◆ Problem requirements: The listing has to be given again in full and exactly.

Input records: Begin

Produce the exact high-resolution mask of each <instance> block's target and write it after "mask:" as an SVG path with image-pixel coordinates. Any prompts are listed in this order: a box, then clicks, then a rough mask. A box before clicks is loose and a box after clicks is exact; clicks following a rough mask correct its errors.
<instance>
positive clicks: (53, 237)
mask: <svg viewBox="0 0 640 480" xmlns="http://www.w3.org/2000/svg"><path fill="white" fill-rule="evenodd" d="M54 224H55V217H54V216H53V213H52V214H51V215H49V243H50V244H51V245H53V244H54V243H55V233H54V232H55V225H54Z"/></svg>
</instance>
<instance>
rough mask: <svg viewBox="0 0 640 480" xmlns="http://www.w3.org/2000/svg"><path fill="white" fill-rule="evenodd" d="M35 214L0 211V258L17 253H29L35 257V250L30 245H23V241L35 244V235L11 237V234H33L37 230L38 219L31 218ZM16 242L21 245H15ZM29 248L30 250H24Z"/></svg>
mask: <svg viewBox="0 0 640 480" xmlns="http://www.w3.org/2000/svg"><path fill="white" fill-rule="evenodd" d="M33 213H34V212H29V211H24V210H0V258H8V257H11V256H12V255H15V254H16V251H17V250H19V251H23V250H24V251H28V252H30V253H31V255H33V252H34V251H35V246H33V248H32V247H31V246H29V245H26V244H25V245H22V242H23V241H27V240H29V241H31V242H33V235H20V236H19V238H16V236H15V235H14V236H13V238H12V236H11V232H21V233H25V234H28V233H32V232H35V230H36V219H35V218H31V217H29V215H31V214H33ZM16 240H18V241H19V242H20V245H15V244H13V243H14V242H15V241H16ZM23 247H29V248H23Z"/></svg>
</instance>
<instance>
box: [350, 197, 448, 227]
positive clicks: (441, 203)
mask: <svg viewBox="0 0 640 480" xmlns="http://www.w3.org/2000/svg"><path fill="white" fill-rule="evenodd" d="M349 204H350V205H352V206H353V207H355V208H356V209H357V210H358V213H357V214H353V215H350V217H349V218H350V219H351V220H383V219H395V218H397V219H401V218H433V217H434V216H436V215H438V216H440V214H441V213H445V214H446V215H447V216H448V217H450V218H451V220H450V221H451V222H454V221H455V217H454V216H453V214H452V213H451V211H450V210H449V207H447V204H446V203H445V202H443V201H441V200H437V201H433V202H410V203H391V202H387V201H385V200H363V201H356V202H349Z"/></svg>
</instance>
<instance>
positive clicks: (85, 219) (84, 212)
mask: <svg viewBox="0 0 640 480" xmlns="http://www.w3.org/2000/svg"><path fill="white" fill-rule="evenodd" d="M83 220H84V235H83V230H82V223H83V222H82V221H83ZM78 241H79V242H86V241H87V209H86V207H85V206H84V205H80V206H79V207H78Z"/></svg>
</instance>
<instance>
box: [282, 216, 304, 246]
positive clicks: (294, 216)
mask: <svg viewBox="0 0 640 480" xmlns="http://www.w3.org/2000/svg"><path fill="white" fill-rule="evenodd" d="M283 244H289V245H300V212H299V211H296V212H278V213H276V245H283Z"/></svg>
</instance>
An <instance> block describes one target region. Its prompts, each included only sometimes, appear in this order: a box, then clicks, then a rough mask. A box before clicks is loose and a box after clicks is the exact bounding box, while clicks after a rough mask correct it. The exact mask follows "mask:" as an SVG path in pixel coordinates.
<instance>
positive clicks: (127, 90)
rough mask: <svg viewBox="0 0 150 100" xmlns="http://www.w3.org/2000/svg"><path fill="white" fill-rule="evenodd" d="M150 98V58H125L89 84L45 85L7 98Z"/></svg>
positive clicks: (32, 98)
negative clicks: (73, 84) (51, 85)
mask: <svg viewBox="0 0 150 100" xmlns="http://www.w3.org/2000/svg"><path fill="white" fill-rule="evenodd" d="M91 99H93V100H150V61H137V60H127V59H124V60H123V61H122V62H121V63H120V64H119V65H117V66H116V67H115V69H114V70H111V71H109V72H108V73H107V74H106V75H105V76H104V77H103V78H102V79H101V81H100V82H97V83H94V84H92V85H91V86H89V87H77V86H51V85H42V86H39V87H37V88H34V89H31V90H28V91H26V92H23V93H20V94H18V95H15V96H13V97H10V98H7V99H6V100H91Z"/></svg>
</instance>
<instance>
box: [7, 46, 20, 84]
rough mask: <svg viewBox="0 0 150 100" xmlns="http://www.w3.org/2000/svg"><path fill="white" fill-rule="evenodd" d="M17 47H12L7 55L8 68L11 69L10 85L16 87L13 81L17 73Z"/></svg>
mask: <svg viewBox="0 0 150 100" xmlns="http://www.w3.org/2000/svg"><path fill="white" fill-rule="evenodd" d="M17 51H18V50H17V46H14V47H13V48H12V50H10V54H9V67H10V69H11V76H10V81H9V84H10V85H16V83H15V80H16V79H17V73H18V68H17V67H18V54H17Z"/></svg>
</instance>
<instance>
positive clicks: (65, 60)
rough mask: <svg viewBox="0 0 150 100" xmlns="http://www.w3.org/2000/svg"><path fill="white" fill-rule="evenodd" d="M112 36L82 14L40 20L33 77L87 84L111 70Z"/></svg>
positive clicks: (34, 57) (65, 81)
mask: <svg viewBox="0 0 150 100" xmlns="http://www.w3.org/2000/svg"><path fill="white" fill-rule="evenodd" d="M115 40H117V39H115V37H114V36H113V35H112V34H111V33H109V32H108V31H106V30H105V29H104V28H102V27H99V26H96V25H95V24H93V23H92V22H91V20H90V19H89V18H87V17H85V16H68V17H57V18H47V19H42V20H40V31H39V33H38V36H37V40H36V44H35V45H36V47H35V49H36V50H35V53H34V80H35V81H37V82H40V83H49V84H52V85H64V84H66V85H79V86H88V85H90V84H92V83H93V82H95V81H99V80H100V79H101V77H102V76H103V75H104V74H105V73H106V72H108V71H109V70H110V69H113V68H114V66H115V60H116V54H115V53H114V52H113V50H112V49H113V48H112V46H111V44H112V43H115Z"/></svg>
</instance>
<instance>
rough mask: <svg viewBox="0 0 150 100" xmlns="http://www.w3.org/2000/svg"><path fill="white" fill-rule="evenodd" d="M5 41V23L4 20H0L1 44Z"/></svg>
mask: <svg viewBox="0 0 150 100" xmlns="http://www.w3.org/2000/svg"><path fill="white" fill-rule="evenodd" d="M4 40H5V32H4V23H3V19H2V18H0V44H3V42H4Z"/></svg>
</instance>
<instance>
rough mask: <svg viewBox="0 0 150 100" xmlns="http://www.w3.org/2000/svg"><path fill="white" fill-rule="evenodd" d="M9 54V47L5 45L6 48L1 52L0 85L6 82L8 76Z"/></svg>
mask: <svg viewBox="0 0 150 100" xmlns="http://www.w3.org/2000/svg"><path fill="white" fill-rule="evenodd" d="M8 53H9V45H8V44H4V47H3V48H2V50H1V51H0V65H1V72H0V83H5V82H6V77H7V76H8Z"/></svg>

Input records: End

◆ Exercise answer:
Produce the exact high-resolution mask of each <instance> block's target and write it after "mask:" as an SVG path with image-pixel coordinates. Any prompts are listed in this order: a box, then clicks, then a rough mask. A box before clicks is loose and a box after clicks is exact; clicks following a rough mask correct its errors.
<instance>
positive clicks: (53, 237)
mask: <svg viewBox="0 0 640 480" xmlns="http://www.w3.org/2000/svg"><path fill="white" fill-rule="evenodd" d="M54 224H55V217H54V216H53V213H52V214H51V215H49V243H50V244H51V245H53V244H54V243H55V233H54V232H55V225H54Z"/></svg>
</instance>
<instance>
rough mask: <svg viewBox="0 0 640 480" xmlns="http://www.w3.org/2000/svg"><path fill="white" fill-rule="evenodd" d="M35 214L0 211V258L17 253H29L35 257V250L30 245H23V241L35 244V235L11 237V234H33L37 230L38 219L31 218ZM16 242L21 245H15ZM29 248L30 250H24Z"/></svg>
mask: <svg viewBox="0 0 640 480" xmlns="http://www.w3.org/2000/svg"><path fill="white" fill-rule="evenodd" d="M33 213H34V212H29V211H24V210H0V258H8V257H11V256H12V255H15V254H16V251H17V250H19V251H23V250H24V251H28V252H30V253H31V255H33V252H34V251H35V246H33V248H32V247H31V246H29V245H26V244H25V245H22V242H23V241H27V240H29V241H31V242H33V235H20V236H19V238H16V236H15V235H14V236H13V238H12V236H11V232H21V233H25V234H28V233H32V232H35V230H36V219H35V218H31V217H29V215H31V214H33ZM16 240H18V241H19V242H20V245H15V244H13V243H14V242H15V241H16ZM23 247H29V248H23Z"/></svg>
</instance>
<instance>
box: [350, 197, 448, 227]
positive clicks: (441, 203)
mask: <svg viewBox="0 0 640 480" xmlns="http://www.w3.org/2000/svg"><path fill="white" fill-rule="evenodd" d="M349 204H350V205H352V206H353V207H355V208H356V209H357V210H358V213H357V214H353V215H350V217H349V218H350V219H351V220H383V219H395V218H397V219H401V218H433V217H434V216H436V215H438V216H440V214H441V213H445V214H446V215H447V216H448V217H450V218H451V220H450V221H451V222H454V221H455V217H454V216H453V214H452V213H451V211H450V210H449V207H447V204H446V203H445V202H443V201H441V200H437V201H433V202H410V203H391V202H387V201H385V200H363V201H356V202H349Z"/></svg>
</instance>
<instance>
positive clicks: (85, 219) (84, 212)
mask: <svg viewBox="0 0 640 480" xmlns="http://www.w3.org/2000/svg"><path fill="white" fill-rule="evenodd" d="M83 220H84V235H83V230H82V223H83V222H82V221H83ZM78 241H79V242H86V241H87V209H86V207H85V206H84V205H80V206H79V207H78Z"/></svg>
</instance>
<instance>
box: [282, 216, 304, 246]
positive clicks: (294, 216)
mask: <svg viewBox="0 0 640 480" xmlns="http://www.w3.org/2000/svg"><path fill="white" fill-rule="evenodd" d="M283 244H289V245H300V212H299V211H296V212H278V213H276V245H283Z"/></svg>
</instance>
An <instance> block describes one target region. Its prompts, each included only sometimes, appear in this order: a box, then clicks, then a rough mask. A box before clicks is loose and a box after clicks is the exact bounding box, while clicks after a rough mask correct it. The exact mask follows "mask:" as an SVG path in pixel coordinates.
<instance>
positive clicks: (127, 90)
rough mask: <svg viewBox="0 0 150 100" xmlns="http://www.w3.org/2000/svg"><path fill="white" fill-rule="evenodd" d="M150 98V58H125L89 84L45 85L7 98Z"/></svg>
positive clicks: (32, 98)
negative clicks: (73, 84) (51, 85)
mask: <svg viewBox="0 0 150 100" xmlns="http://www.w3.org/2000/svg"><path fill="white" fill-rule="evenodd" d="M91 99H93V100H150V61H137V60H127V59H124V60H123V61H122V62H121V63H120V64H119V65H117V66H116V67H115V69H114V70H111V71H109V72H108V73H107V74H106V75H105V76H104V77H103V78H102V79H101V81H100V82H97V83H94V84H92V85H91V86H89V87H77V86H51V85H42V86H39V87H37V88H34V89H31V90H28V91H26V92H23V93H20V94H18V95H15V96H13V97H10V98H7V99H6V100H91Z"/></svg>
</instance>
<instance>
box: [7, 46, 20, 84]
rough mask: <svg viewBox="0 0 150 100" xmlns="http://www.w3.org/2000/svg"><path fill="white" fill-rule="evenodd" d="M17 47H12L7 55L8 68L11 69L10 85L16 87L13 81L17 73Z"/></svg>
mask: <svg viewBox="0 0 150 100" xmlns="http://www.w3.org/2000/svg"><path fill="white" fill-rule="evenodd" d="M17 51H18V50H17V46H14V47H13V48H12V50H10V54H9V67H10V69H11V76H10V81H9V84H10V85H16V83H15V80H16V79H17V73H18V68H17V67H18V54H17Z"/></svg>
</instance>
<instance>
positive clicks: (65, 60)
rough mask: <svg viewBox="0 0 150 100" xmlns="http://www.w3.org/2000/svg"><path fill="white" fill-rule="evenodd" d="M112 36L82 14L40 20L33 77L87 84L111 70Z"/></svg>
positive clicks: (34, 57) (65, 81)
mask: <svg viewBox="0 0 150 100" xmlns="http://www.w3.org/2000/svg"><path fill="white" fill-rule="evenodd" d="M115 40H117V39H115V37H114V36H113V35H112V34H111V33H109V32H108V31H106V30H105V29H104V28H102V27H99V26H96V25H95V24H93V23H92V22H91V20H90V19H89V18H87V17H85V16H68V17H57V18H47V19H42V20H40V31H39V33H38V36H37V40H36V44H35V45H36V47H35V49H36V50H35V53H34V80H35V81H37V82H40V83H49V84H52V85H64V84H66V85H79V86H88V85H90V84H92V83H93V82H95V81H99V80H100V79H101V77H102V76H103V75H104V74H105V73H106V72H108V71H109V70H110V69H113V68H114V66H115V60H116V54H115V53H114V52H113V50H112V49H113V48H112V46H111V44H112V43H115Z"/></svg>
</instance>
<instance>
rough mask: <svg viewBox="0 0 150 100" xmlns="http://www.w3.org/2000/svg"><path fill="white" fill-rule="evenodd" d="M5 41V23L4 20H0L1 44Z"/></svg>
mask: <svg viewBox="0 0 150 100" xmlns="http://www.w3.org/2000/svg"><path fill="white" fill-rule="evenodd" d="M4 40H5V32H4V23H3V19H2V18H0V44H3V42H4Z"/></svg>
</instance>
<instance>
rough mask: <svg viewBox="0 0 150 100" xmlns="http://www.w3.org/2000/svg"><path fill="white" fill-rule="evenodd" d="M9 54V47L5 45L6 48L1 52L0 85L6 82L8 76Z"/></svg>
mask: <svg viewBox="0 0 150 100" xmlns="http://www.w3.org/2000/svg"><path fill="white" fill-rule="evenodd" d="M8 53H9V45H8V44H4V47H3V48H2V50H1V51H0V65H1V72H0V83H5V82H6V77H7V76H8Z"/></svg>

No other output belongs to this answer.